→ Input records:
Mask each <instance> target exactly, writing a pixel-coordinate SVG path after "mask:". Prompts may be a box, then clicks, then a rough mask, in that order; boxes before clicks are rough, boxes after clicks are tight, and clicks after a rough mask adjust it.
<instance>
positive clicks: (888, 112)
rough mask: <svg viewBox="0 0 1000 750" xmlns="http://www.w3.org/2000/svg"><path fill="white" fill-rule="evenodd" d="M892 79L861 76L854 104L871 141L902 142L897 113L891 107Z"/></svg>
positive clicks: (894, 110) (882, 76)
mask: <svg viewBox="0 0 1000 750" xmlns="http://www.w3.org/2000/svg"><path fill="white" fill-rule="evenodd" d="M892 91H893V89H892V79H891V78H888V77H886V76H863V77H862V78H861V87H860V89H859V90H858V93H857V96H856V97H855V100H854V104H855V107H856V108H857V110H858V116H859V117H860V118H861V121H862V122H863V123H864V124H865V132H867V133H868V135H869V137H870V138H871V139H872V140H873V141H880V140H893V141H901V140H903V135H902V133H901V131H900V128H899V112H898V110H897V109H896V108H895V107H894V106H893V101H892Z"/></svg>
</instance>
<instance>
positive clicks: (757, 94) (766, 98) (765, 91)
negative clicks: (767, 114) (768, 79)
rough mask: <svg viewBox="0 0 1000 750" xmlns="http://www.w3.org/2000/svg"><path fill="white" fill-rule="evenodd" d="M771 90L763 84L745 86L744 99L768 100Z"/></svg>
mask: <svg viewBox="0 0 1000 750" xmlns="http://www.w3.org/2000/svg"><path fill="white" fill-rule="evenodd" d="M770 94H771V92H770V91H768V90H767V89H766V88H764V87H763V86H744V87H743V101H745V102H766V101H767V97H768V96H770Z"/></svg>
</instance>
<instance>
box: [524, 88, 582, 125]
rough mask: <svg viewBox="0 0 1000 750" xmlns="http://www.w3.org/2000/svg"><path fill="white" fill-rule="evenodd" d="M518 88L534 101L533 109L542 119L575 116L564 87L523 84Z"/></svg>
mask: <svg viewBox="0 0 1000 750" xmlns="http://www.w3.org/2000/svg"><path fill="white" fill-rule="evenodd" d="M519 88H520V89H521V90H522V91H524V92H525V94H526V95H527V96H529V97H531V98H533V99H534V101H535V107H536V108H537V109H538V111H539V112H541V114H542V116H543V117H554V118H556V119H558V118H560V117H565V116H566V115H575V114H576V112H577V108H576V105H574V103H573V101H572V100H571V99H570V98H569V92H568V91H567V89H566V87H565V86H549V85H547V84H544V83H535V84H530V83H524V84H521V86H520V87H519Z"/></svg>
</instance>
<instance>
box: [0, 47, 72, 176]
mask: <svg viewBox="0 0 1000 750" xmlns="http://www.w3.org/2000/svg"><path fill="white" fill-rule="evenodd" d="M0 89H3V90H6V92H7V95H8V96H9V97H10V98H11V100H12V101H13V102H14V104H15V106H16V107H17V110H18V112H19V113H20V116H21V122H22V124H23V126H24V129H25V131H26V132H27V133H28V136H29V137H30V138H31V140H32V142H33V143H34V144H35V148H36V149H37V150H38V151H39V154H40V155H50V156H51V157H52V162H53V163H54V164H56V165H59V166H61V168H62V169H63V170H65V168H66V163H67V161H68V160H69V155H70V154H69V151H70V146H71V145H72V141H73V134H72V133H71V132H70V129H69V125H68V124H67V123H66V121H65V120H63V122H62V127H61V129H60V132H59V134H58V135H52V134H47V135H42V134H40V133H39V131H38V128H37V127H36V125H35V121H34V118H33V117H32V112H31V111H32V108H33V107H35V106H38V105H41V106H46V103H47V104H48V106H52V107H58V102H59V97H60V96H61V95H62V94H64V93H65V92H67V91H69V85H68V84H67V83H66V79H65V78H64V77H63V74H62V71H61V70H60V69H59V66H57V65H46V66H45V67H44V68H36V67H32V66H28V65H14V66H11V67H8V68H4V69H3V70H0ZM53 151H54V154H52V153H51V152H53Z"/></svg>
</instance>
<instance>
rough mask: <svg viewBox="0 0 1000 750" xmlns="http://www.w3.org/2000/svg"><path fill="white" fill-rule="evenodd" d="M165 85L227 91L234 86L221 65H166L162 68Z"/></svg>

→ Task to carry out: From the entries above, restate word for word the lines from the line containing "positive clicks: (888, 112)" to the line containing "79L861 76L854 104L871", both ends included, and nothing more.

→ Exercise result:
positive clicks: (888, 112)
rough mask: <svg viewBox="0 0 1000 750" xmlns="http://www.w3.org/2000/svg"><path fill="white" fill-rule="evenodd" d="M892 79L861 76L854 104L871 141L902 142L897 113L891 107Z"/></svg>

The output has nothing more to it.